* **RECORDED DATA**
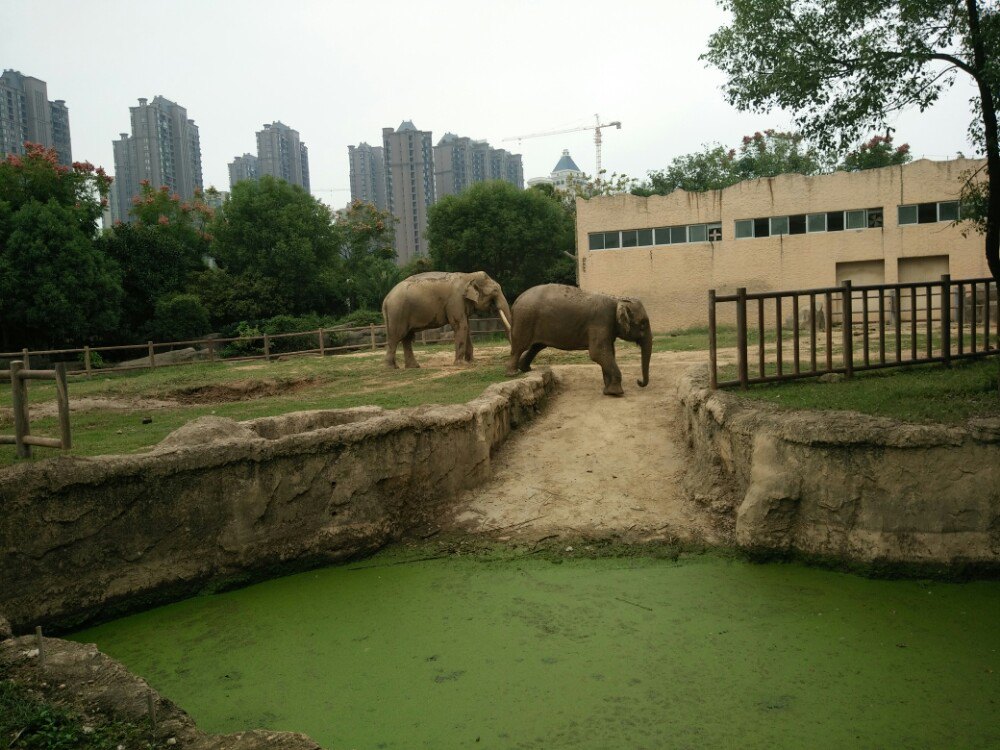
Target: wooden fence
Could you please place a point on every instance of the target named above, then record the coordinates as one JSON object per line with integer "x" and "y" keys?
{"x": 20, "y": 374}
{"x": 880, "y": 325}
{"x": 265, "y": 346}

* **WHAT THIS TASK INVOLVES**
Reproduce every line of the records above verbatim, leaving out the pictures.

* **FINISHED ANSWER**
Target: wooden fence
Could you please place a point on every instance of the target named above, then record the coordinates as one JSON object per line with integer "x" and "y" keys?
{"x": 20, "y": 374}
{"x": 880, "y": 325}
{"x": 265, "y": 346}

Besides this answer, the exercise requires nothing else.